• [TO-DO ITEM] Rewrite every row with each instance of "rough mask" changed to "coarse mask" and everything else left unchanged. Omit the pictures from your output.

....

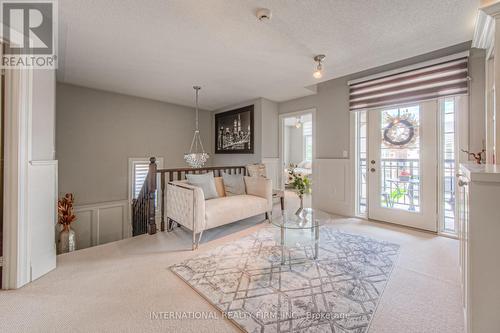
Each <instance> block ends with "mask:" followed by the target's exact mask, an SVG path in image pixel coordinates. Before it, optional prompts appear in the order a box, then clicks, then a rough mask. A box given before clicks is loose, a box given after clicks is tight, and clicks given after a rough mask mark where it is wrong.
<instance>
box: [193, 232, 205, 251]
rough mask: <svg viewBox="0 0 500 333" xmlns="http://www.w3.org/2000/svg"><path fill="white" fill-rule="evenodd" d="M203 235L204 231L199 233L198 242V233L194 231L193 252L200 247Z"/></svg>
mask: <svg viewBox="0 0 500 333" xmlns="http://www.w3.org/2000/svg"><path fill="white" fill-rule="evenodd" d="M201 235H203V230H202V231H201V232H200V233H199V236H198V240H196V233H195V232H194V231H193V251H194V250H196V249H197V248H198V247H199V246H200V241H201Z"/></svg>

....

• [SOLVED PROBLEM]
Each <instance> block ends with "mask:" followed by the target's exact mask, an SVG path in image pixel coordinates. Before it, optional prompts appear in the order a box, then clicks, then a coarse mask. A box given before clicks is loose, a box given after clicks is tight, and clicks given after a coarse mask mark where it is wrong.
<instance>
box: [193, 232, 205, 251]
coarse mask: <svg viewBox="0 0 500 333" xmlns="http://www.w3.org/2000/svg"><path fill="white" fill-rule="evenodd" d="M203 235L204 231L199 233L198 242V233L194 231L193 252L200 247Z"/></svg>
mask: <svg viewBox="0 0 500 333" xmlns="http://www.w3.org/2000/svg"><path fill="white" fill-rule="evenodd" d="M201 235H203V230H202V231H201V232H200V233H199V236H198V240H196V233H195V232H194V231H193V251H194V250H196V249H197V248H198V247H199V246H200V241H201Z"/></svg>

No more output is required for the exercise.